◆ **Task prompt**
Reproduce every line of the records below word for word, leaving out the pictures.

Coordinate annotation records
[start]
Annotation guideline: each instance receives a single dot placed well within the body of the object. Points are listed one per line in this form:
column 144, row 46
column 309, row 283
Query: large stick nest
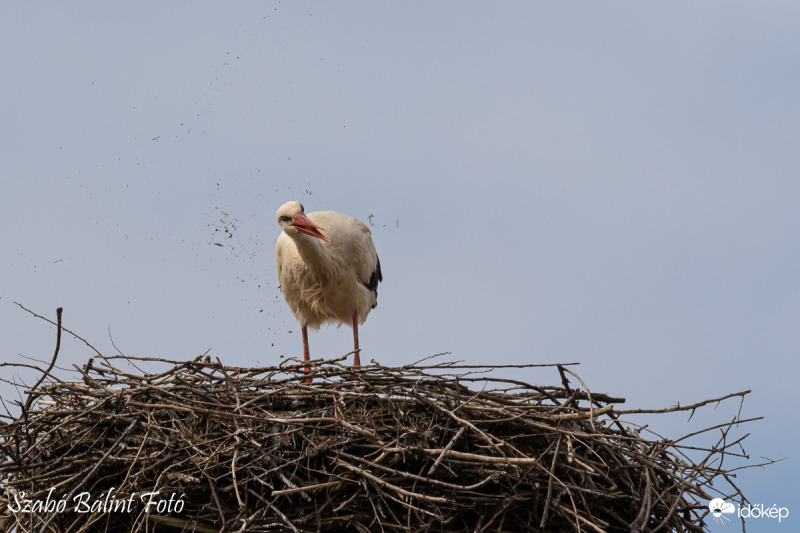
column 426, row 447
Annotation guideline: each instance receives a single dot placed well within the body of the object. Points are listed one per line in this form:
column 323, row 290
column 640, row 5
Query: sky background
column 614, row 184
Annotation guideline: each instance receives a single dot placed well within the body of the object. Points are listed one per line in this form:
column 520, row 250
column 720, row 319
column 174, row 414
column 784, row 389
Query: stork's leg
column 357, row 358
column 306, row 355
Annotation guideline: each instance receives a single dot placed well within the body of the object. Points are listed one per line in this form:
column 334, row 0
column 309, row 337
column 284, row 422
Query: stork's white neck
column 314, row 254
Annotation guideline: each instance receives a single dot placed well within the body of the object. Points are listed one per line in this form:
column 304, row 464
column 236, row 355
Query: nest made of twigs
column 425, row 447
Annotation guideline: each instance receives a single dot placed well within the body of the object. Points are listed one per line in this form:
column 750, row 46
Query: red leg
column 306, row 356
column 357, row 358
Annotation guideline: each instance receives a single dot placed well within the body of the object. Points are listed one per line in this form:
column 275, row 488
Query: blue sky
column 612, row 184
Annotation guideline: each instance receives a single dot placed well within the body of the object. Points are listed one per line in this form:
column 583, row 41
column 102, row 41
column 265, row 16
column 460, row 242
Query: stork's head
column 292, row 219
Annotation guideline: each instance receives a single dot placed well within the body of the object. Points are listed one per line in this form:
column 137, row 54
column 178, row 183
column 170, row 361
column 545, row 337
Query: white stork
column 326, row 278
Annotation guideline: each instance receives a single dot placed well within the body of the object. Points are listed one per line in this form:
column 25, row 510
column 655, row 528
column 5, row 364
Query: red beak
column 304, row 225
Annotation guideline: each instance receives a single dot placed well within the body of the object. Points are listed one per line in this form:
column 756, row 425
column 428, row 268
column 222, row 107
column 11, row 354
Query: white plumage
column 328, row 269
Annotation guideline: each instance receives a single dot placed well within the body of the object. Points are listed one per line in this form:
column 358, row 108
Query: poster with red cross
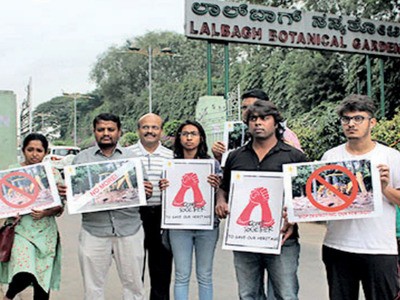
column 255, row 218
column 26, row 188
column 323, row 191
column 188, row 201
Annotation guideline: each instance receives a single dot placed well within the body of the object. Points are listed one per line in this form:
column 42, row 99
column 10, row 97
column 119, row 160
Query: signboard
column 104, row 185
column 255, row 218
column 26, row 188
column 188, row 202
column 255, row 24
column 320, row 191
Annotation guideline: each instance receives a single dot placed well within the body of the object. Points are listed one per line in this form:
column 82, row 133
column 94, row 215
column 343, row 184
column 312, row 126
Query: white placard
column 321, row 191
column 255, row 218
column 105, row 185
column 26, row 188
column 188, row 202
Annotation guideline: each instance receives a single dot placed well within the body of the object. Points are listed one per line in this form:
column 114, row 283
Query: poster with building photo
column 105, row 185
column 234, row 137
column 255, row 218
column 26, row 188
column 320, row 191
column 188, row 202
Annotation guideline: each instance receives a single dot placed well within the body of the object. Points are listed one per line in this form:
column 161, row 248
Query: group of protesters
column 354, row 251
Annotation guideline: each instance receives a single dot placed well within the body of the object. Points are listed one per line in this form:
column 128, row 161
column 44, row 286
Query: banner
column 104, row 185
column 320, row 191
column 26, row 188
column 255, row 218
column 188, row 202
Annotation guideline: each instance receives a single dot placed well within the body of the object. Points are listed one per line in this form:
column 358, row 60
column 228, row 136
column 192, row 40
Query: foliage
column 129, row 139
column 387, row 131
column 170, row 127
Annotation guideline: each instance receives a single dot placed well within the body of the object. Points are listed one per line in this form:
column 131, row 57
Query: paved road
column 311, row 273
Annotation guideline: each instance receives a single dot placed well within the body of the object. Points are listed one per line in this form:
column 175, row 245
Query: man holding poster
column 111, row 234
column 364, row 249
column 153, row 154
column 265, row 152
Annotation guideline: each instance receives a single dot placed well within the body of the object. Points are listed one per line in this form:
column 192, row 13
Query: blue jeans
column 182, row 244
column 282, row 272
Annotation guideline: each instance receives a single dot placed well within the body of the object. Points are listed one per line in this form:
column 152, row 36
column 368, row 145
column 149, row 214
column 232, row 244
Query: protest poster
column 322, row 191
column 26, row 188
column 235, row 136
column 255, row 218
column 105, row 185
column 188, row 202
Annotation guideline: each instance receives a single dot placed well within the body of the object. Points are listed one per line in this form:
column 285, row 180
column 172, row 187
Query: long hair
column 35, row 137
column 202, row 149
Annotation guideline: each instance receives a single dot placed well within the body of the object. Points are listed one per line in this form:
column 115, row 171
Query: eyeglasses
column 192, row 133
column 262, row 118
column 357, row 119
column 147, row 127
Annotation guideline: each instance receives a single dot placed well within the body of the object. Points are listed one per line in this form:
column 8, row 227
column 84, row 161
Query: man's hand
column 259, row 195
column 287, row 228
column 218, row 149
column 148, row 189
column 384, row 173
column 222, row 208
column 214, row 180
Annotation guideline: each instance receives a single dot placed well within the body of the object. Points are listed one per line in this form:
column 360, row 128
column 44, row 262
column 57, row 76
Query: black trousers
column 159, row 259
column 377, row 273
column 21, row 281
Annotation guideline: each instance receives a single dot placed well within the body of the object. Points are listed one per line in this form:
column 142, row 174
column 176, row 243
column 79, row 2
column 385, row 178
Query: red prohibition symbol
column 30, row 196
column 348, row 199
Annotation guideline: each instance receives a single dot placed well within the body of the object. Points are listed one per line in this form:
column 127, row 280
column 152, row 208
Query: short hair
column 107, row 117
column 146, row 115
column 255, row 93
column 354, row 103
column 35, row 137
column 202, row 149
column 266, row 108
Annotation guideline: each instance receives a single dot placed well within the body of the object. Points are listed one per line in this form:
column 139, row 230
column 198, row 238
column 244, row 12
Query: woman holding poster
column 36, row 253
column 190, row 143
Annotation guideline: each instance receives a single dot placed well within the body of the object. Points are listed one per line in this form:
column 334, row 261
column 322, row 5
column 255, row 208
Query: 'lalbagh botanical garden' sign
column 245, row 23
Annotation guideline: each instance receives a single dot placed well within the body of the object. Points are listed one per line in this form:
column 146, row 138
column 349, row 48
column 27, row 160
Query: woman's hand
column 148, row 189
column 163, row 184
column 214, row 180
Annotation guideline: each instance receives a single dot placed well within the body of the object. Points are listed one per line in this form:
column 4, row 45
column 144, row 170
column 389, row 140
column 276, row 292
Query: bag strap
column 16, row 221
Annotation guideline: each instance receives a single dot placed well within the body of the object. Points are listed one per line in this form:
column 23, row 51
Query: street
column 311, row 272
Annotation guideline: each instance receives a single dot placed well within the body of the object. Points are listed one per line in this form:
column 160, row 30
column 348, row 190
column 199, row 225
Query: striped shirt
column 153, row 164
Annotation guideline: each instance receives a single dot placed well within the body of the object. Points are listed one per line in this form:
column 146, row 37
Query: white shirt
column 370, row 235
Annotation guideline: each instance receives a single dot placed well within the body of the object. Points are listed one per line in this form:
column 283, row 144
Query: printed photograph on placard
column 26, row 188
column 104, row 185
column 234, row 137
column 188, row 202
column 255, row 218
column 320, row 191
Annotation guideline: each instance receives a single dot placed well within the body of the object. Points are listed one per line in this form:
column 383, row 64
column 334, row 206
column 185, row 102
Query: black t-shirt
column 246, row 159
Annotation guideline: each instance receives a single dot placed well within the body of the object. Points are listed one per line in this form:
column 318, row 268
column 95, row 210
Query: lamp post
column 150, row 53
column 75, row 96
[end]
◆ **Response for this exercise**
Annotation guideline: each instance receives a single dot placed well within the body of the object. Points are listed one per line in this form:
column 144, row 46
column 309, row 283
Query: large stick nest
column 426, row 447
Annotation guideline: each instance receives a single dot placed well within the body of the object. Points are listed one per line in this form:
column 323, row 290
column 640, row 5
Query: sky background
column 614, row 184
Annotation guideline: each instance receives a single dot placed well within the body of the object. Points are listed one per line in this form:
column 520, row 250
column 720, row 319
column 174, row 414
column 784, row 389
Query: stork's leg
column 357, row 358
column 306, row 355
Annotation guideline: each instance receives a single dot placed well within the body of the object. Points are listed one per line in this form:
column 334, row 0
column 309, row 337
column 284, row 422
Query: stork's white neck
column 314, row 254
Annotation guideline: each instance receives a single dot placed well within the body of the object. Points are listed one per line in this form:
column 304, row 464
column 236, row 355
Query: nest made of twigs
column 425, row 447
Annotation guideline: each instance receives a single dot placed well within the body of the object. Points are listed one per line in this form:
column 750, row 46
Query: red leg
column 306, row 356
column 357, row 358
Annotation guideline: each instance receives a single dot placed well within the body of the object. Points are listed one per line in this form:
column 275, row 488
Query: blue sky
column 612, row 184
Annotation guideline: each instance receives a single dot placed well within the body of the object. Points are listed one per line in this form:
column 583, row 41
column 102, row 41
column 265, row 16
column 460, row 242
Query: stork's head
column 292, row 219
Annotation guideline: each instance receives a single dot placed well within the body of the object. Points are listed one per line in this form:
column 137, row 54
column 178, row 183
column 170, row 361
column 545, row 337
Query: white stork
column 326, row 278
Annotation guideline: each instance receives a single dot placed well within the body of the object. Points are listed one per line in this form:
column 25, row 510
column 655, row 528
column 5, row 364
Query: red beak
column 304, row 225
Annotation guideline: each instance receives a single dot placed well within the body of the object. Points are listed one per line in this form:
column 756, row 425
column 428, row 268
column 222, row 107
column 11, row 354
Query: white plumage
column 328, row 269
Annotation guideline: each instance receives a single dot placed well within the body of the object. Points are listed one per line in this form:
column 358, row 108
Query: poster with red cross
column 255, row 218
column 26, row 188
column 323, row 191
column 188, row 201
Annotation guideline: each instance receives a single dot placed well within the body of the object. Points are listed one per line in this form:
column 42, row 99
column 10, row 97
column 119, row 160
Query: signboard
column 104, row 185
column 255, row 218
column 26, row 188
column 188, row 202
column 255, row 24
column 320, row 191
Annotation guideline: each instance receives a single dot placed well within the body of the object. Points are listed one per line in this form:
column 82, row 133
column 94, row 215
column 343, row 184
column 312, row 126
Query: white placard
column 321, row 191
column 255, row 218
column 105, row 185
column 26, row 188
column 188, row 202
Annotation guideline: each instance receives a single dot placed well within the body of the object. Points are listed one per line in this form:
column 114, row 283
Query: poster with building photo
column 105, row 185
column 234, row 137
column 255, row 218
column 26, row 188
column 320, row 191
column 188, row 202
Annotation guideline: each instance receives a single dot placed well within the body of the object. Points are listed one per line in this form:
column 161, row 248
Query: group of protesters
column 354, row 251
Annotation guideline: each instance receives a single dot placed well within the body of the object. Points are listed one per line in this form:
column 128, row 161
column 44, row 286
Query: banner
column 104, row 185
column 320, row 191
column 26, row 188
column 255, row 218
column 188, row 202
Annotation guideline: each instance receives a single dot placed well within the body of the object. Points are listed one per line in this form:
column 358, row 60
column 228, row 136
column 192, row 40
Query: foliage
column 129, row 139
column 387, row 131
column 170, row 127
Annotation guideline: each instance receives a single dot placed well within the body of the object. Points are listed one per line in this form:
column 131, row 57
Query: paved road
column 311, row 273
Annotation guideline: each instance receives a single dot placed well within the body of the object. Points are listed one per line in this form:
column 175, row 245
Query: man holding poster
column 111, row 234
column 364, row 249
column 153, row 154
column 265, row 152
Annotation guideline: each instance receives a single dot placed well within the body of the object. Points are listed one per line in this form:
column 192, row 13
Query: blue jeans
column 182, row 244
column 282, row 272
Annotation guideline: each instance receives a single dot placed well within the body of the object. Points are listed one per line in this form:
column 152, row 36
column 368, row 145
column 149, row 214
column 232, row 244
Query: protest poster
column 322, row 191
column 26, row 188
column 235, row 136
column 255, row 218
column 105, row 185
column 188, row 202
Annotation guideline: each instance receives a single dot placed well within the body of the object. Points are listed one per line in this form:
column 285, row 180
column 172, row 187
Query: long hair
column 35, row 137
column 202, row 149
Annotation guideline: each instance receives a single dot placed well within the body of the object. Points are listed one per line in this form:
column 115, row 171
Query: eyeglasses
column 192, row 133
column 262, row 118
column 357, row 119
column 147, row 127
Annotation guideline: each instance receives a single dot placed well within the body of the object. Points are listed one per line in this form:
column 8, row 227
column 84, row 161
Query: man's hand
column 259, row 195
column 287, row 228
column 218, row 149
column 148, row 189
column 384, row 173
column 222, row 208
column 214, row 180
Annotation guideline: each instance receives a single dot placed well within the body of the object. Points are listed one per line in this form:
column 360, row 128
column 44, row 262
column 57, row 76
Query: black trousers
column 159, row 259
column 377, row 273
column 21, row 281
Annotation guideline: each instance receives a single dot placed well within the body of the object. Points are listed one per line in this form:
column 142, row 174
column 176, row 243
column 79, row 2
column 385, row 178
Query: red prohibition symbol
column 30, row 196
column 348, row 199
Annotation guideline: each instance receives a single dot placed well within the body of the object. Points are listed one per line in this form:
column 127, row 280
column 152, row 208
Query: short hair
column 107, row 117
column 146, row 115
column 255, row 93
column 354, row 103
column 35, row 137
column 202, row 149
column 266, row 108
Annotation guideline: each instance receives a single dot placed well within the body of the object. Points are listed one per line in this form:
column 139, row 230
column 198, row 238
column 244, row 12
Query: woman holding poster
column 36, row 253
column 190, row 143
Annotation guideline: each instance receives a single dot placed well within the body of the object. Points are listed one per line in this form:
column 334, row 261
column 322, row 5
column 255, row 208
Query: 'lalbagh botanical garden' sign
column 245, row 23
Annotation guideline: each instance receives a single dot placed well within the body of the object. Points are listed one per line in this form:
column 146, row 138
column 349, row 48
column 27, row 160
Query: woman's hand
column 148, row 189
column 163, row 184
column 214, row 180
Annotation guideline: each instance receives a single dot placed well within the body of the object. Points are listed one per line in this form:
column 4, row 45
column 144, row 170
column 389, row 140
column 276, row 292
Query: bag strap
column 16, row 221
Annotation guideline: each instance receives a single dot placed well within the body of the object. Points are listed one per line in this form:
column 23, row 51
Query: street
column 311, row 272
Annotation guideline: each instance receives a single dot placed well within the body of the object. Points are listed one per line in this form:
column 160, row 30
column 348, row 190
column 199, row 225
Query: striped shirt
column 153, row 164
Annotation guideline: each instance receives a single dot placed well within the body of the object. Points are listed one per line in this form:
column 146, row 37
Query: white shirt
column 370, row 235
Annotation guideline: each instance receives a single dot placed well within the body of the object. Points are listed one per line in this form:
column 283, row 144
Query: printed photograph on placard
column 26, row 188
column 104, row 185
column 234, row 137
column 188, row 202
column 255, row 218
column 320, row 191
Annotation guideline: each instance receives a single dot placed well within the body of the object. Points are listed one per line in this form:
column 383, row 64
column 334, row 206
column 185, row 102
Query: black t-shirt
column 246, row 159
Annotation guideline: each instance receives a single dot placed well within the body of the object. Points are listed one per line in this form:
column 318, row 268
column 95, row 210
Query: lamp post
column 150, row 53
column 75, row 96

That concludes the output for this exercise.